(Entries taken from a collection)
◇ ◇ ◇
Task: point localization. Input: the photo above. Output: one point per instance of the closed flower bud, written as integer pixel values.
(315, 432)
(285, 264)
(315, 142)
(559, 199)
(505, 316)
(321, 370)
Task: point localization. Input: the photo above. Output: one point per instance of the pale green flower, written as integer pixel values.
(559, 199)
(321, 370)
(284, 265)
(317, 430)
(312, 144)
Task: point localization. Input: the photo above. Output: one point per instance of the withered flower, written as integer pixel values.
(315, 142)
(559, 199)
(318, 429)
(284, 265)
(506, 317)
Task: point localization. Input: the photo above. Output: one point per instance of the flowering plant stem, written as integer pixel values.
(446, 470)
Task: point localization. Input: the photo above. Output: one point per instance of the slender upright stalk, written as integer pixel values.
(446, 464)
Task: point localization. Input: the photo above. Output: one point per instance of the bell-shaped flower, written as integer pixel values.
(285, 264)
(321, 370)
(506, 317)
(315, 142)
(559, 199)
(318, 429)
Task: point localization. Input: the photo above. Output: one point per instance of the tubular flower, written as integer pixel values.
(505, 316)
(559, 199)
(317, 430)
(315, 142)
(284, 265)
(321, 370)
◇ ◇ ◇
What you give back should match the entries above exactly.

> Response to the exercise
Task: point localization. Input: the photo above. Output: one point per instance of the closed flower bud, written as integer pixel values.
(315, 432)
(285, 264)
(315, 142)
(559, 199)
(505, 316)
(321, 370)
Task: point localization. Input: the photo above. Output: one point per instance of the pale green flower, written as integer pixel values.
(559, 199)
(321, 370)
(284, 265)
(317, 430)
(312, 144)
Task: point localization. Input: the photo above. Output: one point per instance of the withered flower, written as integer pixel values.
(315, 142)
(559, 199)
(318, 429)
(284, 265)
(506, 317)
Task: point localization. Input: the photo above. Output: one point per instance of the flowering plant stem, written as integer pixel values.
(446, 470)
Task: point localization. Input: the photo above. Output: one point per instance of the slender upright stalk, written as integer pixel values.
(446, 464)
Task: point localization. Input: the photo above. Output: one point per instance of the bell-shaped flower, written as integer pixel values.
(285, 264)
(321, 370)
(506, 317)
(315, 142)
(559, 199)
(318, 429)
Task: point localization. Input: the photo above. Output: one point per instance of the tubular flower, written as integer pixel values.
(505, 316)
(559, 199)
(317, 430)
(315, 142)
(284, 265)
(321, 370)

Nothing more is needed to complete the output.